As can be seen from the above, $v_i$ or $\tilde{v}_i$ are not used in the calculation of $\rho, \eta,$ and $\eta^\prime$. They affect only the inversion solution $x_\lambda$. Therefore, $\tilde{V}$ is often called the "inverted solution basis" or "reconstruction basis".


## Example ill-posed linear operator equation and applying L-curve criterion into this problem.


As a famouse ill-posed linear equation, Fredholm integral equation is often used:

$$
\int_a^b K(s, t) x(t) dt = b(s), \quad c\leq s\leq d.
$$

Here, we think the following situation as above equation form:

$$
\begin{align}
K(s, t) &\equiv (\cos(s) + \cos(t))\left(\frac{\sin(u)}{u}\right)^2,\\
u &\equiv \pi\left(\sin(s) + \sin(t) \right),\\
[a, b] &= [c, d] = \left[-\frac{\pi}{2}, \frac{\pi}{2} \right].

* Written problem a: Print the passage on the L-curve criterion above, from "As can be seen" to "into this problem.".

* Provided information:
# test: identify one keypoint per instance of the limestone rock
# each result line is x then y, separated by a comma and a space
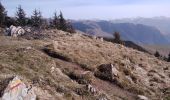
15, 31
141, 97
107, 72
17, 90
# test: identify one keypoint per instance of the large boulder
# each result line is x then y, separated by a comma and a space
107, 72
17, 90
14, 31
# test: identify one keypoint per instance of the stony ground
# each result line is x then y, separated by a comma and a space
59, 65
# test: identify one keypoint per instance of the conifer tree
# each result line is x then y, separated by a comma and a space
21, 16
62, 22
157, 54
168, 60
36, 19
55, 21
117, 38
2, 15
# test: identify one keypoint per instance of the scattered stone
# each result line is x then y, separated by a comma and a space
14, 31
91, 89
17, 90
107, 72
141, 97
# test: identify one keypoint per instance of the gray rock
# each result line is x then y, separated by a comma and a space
141, 97
17, 90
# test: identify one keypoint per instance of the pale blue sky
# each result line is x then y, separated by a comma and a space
93, 9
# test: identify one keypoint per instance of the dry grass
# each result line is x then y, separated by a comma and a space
74, 54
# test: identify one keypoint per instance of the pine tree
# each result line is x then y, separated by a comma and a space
168, 60
55, 21
117, 38
157, 54
21, 16
36, 19
62, 22
3, 15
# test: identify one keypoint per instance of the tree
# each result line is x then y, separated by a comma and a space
168, 60
62, 22
157, 54
36, 19
55, 21
117, 38
3, 15
21, 16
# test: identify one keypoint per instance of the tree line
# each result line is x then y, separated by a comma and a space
36, 20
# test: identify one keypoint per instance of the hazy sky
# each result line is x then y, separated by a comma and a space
93, 9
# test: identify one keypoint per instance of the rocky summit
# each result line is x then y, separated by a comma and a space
56, 65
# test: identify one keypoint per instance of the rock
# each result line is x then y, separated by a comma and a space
17, 90
141, 97
91, 89
107, 72
15, 31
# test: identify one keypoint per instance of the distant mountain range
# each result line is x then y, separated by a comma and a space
138, 33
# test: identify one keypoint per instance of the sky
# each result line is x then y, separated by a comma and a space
93, 9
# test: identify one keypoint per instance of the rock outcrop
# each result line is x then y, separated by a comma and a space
17, 90
14, 31
107, 72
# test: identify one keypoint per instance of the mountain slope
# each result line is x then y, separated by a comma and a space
61, 65
137, 33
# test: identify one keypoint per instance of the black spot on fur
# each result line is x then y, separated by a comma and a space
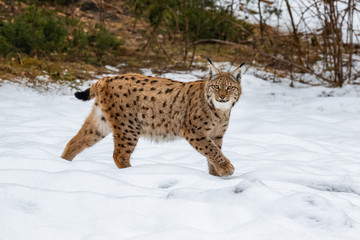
85, 95
169, 90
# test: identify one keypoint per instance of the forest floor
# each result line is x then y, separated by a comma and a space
295, 151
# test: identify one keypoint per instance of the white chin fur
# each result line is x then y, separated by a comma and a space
222, 105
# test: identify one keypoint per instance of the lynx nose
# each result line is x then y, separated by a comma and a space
222, 99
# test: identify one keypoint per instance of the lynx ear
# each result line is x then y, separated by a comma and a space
236, 73
213, 71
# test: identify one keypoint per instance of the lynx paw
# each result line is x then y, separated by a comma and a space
225, 169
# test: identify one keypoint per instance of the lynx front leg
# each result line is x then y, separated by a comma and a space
209, 149
124, 145
93, 130
218, 142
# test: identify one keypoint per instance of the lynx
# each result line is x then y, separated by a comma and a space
133, 106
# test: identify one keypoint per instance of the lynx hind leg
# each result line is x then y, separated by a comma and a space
124, 145
93, 130
212, 170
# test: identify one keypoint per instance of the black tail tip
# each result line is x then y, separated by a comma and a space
85, 95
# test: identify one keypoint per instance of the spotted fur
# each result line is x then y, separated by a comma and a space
133, 106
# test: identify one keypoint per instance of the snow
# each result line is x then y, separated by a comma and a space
295, 151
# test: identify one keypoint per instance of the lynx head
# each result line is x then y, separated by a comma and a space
223, 90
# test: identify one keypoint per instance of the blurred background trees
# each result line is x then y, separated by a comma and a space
318, 38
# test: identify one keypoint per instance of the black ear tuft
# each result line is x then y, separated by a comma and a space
85, 95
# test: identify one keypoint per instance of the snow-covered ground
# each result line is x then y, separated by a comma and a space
296, 152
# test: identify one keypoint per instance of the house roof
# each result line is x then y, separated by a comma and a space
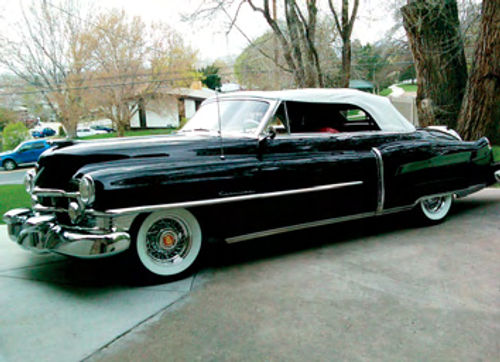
201, 94
380, 108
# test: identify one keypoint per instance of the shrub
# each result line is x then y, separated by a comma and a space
13, 134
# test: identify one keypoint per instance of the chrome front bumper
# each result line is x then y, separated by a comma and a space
42, 234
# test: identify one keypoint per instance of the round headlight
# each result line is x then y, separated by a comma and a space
28, 181
87, 190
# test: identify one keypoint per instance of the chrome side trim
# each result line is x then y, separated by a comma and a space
223, 200
54, 193
285, 229
381, 181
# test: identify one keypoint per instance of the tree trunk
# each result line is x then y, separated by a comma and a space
120, 128
346, 62
70, 126
480, 112
433, 31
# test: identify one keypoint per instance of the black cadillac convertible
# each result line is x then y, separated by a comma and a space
247, 165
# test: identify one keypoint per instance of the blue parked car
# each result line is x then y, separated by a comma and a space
25, 153
46, 132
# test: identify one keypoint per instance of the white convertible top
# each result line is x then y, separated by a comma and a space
380, 108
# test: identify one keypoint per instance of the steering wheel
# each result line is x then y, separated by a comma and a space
250, 123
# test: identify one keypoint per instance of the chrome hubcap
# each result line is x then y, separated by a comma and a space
168, 241
434, 204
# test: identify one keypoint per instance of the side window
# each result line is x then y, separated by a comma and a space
328, 118
38, 145
25, 148
278, 121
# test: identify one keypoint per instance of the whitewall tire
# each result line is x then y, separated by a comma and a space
168, 242
435, 209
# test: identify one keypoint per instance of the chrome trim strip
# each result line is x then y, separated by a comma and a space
54, 193
381, 181
223, 200
285, 229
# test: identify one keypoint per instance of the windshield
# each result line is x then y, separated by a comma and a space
236, 116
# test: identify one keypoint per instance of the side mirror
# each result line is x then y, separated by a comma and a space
269, 135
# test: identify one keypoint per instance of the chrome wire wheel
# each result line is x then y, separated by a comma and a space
436, 208
168, 242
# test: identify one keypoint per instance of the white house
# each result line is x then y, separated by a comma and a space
167, 107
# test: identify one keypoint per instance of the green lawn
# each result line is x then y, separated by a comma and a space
12, 196
131, 133
496, 153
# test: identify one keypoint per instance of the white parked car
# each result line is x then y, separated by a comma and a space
84, 132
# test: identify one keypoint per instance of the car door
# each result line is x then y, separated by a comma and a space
333, 179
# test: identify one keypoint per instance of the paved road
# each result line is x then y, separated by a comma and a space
12, 177
378, 289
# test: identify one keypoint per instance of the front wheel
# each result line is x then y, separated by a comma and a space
168, 242
434, 209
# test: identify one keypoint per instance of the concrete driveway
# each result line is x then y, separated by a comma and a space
377, 289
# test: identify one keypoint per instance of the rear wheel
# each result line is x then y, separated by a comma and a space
9, 165
434, 209
168, 243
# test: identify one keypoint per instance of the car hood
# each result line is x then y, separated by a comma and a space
63, 162
5, 153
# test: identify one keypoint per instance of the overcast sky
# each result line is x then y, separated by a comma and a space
209, 38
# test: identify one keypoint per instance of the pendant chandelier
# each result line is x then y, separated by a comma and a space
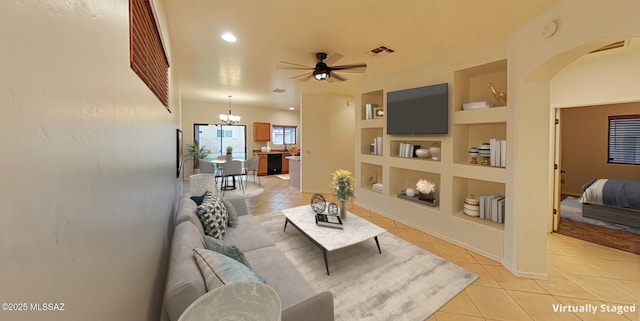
229, 119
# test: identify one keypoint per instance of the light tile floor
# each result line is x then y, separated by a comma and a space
579, 272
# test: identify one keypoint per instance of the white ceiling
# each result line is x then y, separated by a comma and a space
268, 31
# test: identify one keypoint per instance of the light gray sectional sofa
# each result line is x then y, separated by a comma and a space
185, 282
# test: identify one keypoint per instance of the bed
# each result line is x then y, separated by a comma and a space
612, 200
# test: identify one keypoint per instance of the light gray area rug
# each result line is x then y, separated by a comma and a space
571, 209
405, 282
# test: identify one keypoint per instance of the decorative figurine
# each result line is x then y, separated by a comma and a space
501, 98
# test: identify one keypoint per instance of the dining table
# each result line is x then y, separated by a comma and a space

* Written problem b: Report every line of the rows that contains the string "trim", matching case exactly.

* Full answer a:
As can be seen from the above, $v_i$ or $\tilde{v}_i$ are not used in the calculation of $\rho, \eta,$ and $\eta^\prime$. They affect only the inversion solution $x_\lambda$. Therefore, $\tilde{V}$ is often called the "inverted solution basis" or "reconstruction basis".


## Example ill-posed linear operator equation and applying L-curve criterion into this problem.

* Full answer b:
# test: identify one keypoint per instance of the chrome side trim
# test: identify one keypoint per instance of the chrome trim strip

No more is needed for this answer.